Although we have higher expenses in the quarter, we remain on track with regard to our annual program to take costs out of the system and at a minimum, offset inflation. During the quarter, we were pleased to issue CAD 1.5 billion of long-term debt at historically low rates. While the secured financing was favorable, the interest cost did represent an increase from last year when we had carried an increased commercial paper balance. In addition, this year, we did not have any unrealized gains from forward contracts that were present last year on account of the financing related to the Avista merger. The increased financing costs were partially offset by the savings as a result of the redemption of the convertible debentures in February 2019. Similar to last quarter, we experienced a negative effective tax rate of 3.9% versus 13.4% in the second quarter of the prior year.

The quarterly income tax decreased by CAD 38 million, which results in a tax recovery of CAD 6 million. The decrease in income tax expense was primarily attributable to the accelerated tax depreciation enacted during the quarter, incremental tax deductions from deferred tax asset sharing, as mandated by the OEB, and lower income before taxes in the quarter. As mentioned earlier, the lower taxes pertaining to the accelerated tax depreciation and deferred tax asset sharing are offset by lower revenues, making them net income neutral, with no impact to our regulated return on equity. At this stage, we are not changing our previous guidance of 2% for the effective tax rate in 2019. Over the next five years, we also continue to expect the effective tax rate will be in the range of 8%-11%.
-----
Tasks →
[1] Answer these questions using the earnings call excerpt:
(a) How much long-term debt was issued during the quarter?
(b) By how much did the quarterly income tax decrease?
(c) What range is the effective tax rate expected to fall within over the next five years?
[2] Pick up the earnings call excerpt after its last sentence and keep it going.
The saved entries are separate material, unrelated to the earnings call excerpt.

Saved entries
-----
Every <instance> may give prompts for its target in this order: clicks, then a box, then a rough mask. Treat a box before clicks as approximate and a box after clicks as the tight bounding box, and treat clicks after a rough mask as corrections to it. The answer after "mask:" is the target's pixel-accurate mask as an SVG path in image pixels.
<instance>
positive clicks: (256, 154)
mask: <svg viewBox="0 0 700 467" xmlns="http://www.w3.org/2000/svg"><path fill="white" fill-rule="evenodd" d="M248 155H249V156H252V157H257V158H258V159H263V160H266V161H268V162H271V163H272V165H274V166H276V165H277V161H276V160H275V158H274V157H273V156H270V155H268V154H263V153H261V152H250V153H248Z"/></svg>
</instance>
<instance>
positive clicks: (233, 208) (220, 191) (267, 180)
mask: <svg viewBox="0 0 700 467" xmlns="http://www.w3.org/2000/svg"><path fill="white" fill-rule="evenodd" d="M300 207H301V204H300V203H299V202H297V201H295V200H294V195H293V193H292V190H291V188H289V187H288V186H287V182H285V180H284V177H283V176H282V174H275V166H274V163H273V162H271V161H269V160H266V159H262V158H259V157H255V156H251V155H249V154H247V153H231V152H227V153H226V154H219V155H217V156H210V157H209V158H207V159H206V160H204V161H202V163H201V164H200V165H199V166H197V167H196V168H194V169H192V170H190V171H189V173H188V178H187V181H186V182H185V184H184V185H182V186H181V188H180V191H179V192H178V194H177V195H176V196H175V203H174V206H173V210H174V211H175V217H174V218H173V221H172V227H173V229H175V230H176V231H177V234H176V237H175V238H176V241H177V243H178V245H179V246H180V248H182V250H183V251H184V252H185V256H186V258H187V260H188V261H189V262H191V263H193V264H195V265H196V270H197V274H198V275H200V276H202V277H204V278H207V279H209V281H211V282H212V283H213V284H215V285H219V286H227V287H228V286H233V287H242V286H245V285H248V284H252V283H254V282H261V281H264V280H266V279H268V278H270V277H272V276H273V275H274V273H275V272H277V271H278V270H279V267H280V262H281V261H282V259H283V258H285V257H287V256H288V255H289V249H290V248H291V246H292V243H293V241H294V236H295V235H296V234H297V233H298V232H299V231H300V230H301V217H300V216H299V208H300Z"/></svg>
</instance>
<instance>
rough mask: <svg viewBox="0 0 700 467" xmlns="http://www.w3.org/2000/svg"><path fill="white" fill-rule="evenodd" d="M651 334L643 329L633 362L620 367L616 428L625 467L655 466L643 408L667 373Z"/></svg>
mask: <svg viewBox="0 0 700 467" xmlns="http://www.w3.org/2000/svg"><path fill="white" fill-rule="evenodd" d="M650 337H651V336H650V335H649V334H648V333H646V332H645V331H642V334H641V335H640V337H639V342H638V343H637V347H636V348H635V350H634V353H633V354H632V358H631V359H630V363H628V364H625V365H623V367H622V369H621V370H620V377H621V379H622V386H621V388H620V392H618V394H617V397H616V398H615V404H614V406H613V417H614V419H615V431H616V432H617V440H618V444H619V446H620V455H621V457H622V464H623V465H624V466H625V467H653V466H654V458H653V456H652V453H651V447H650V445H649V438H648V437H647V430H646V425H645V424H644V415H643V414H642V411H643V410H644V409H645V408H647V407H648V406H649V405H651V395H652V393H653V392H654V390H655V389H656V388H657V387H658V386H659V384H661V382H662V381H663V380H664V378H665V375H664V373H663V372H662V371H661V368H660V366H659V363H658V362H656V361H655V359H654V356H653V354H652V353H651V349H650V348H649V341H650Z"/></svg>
-----
Answers for the exercise →
[1]
(a) CAD 1.5 billion
(b) CAD 38 million
(c) 8%-11%

[2]
While the decrease in effective tax rate will be net income neutral, it may have an impact on the timing of future cash flows. Moving over to investing activities, the company placed CAD 276 million of assets in service in the second quarter, which is lower compared to last year by approximately CAD 200 million. Last year, a substantial portion of the in-service additions was due to the completion of the Clarington transmission station, which accounted for CAD 197 million of the in-service amount. Moreover, the milder weather, as referenced previously, also meant we had lower storm costs capitalized during the quarter. We are pleased with the productivity being achieved in the overall capital spend and in-servicing of assets. These efficiencies allow us to do more work with the same amount of capital approved by the OEB, which will in turn improve reliability for all customers.

On the regulatory front, our application for transmission rates for the 2020 to 2022 years under the incentive rate-making framework was filed on March 21st. We just finished responding to over 650 interrogatories containing more than 1,500 questions from OEB staff and interveners, which is normal course. We anticipate a hearing in the fall of this year and an expected decision in early 2020. With respect to the deferred tax asset, we have filed an appeal with the Ontario Divisional Court, and a hearing is expected to take place on November 21st. Finally, we continue to work through both the Orillia Power Distribution and Peterborough Distribution merger applications. Technical conferences will be held in October, and we hope for a quick resolution thereafter. I'll stop there, and we'd be pleased to take your questions.

Speaker 7

Thank you, Mark and Chris. We'll ask the operator to explain how she'd like to organize the Q&A polling process. Please go ahead, Crystal.

Speaker 8

Our first question comes from Linda Ezergailis from TD Securities. Your line is open.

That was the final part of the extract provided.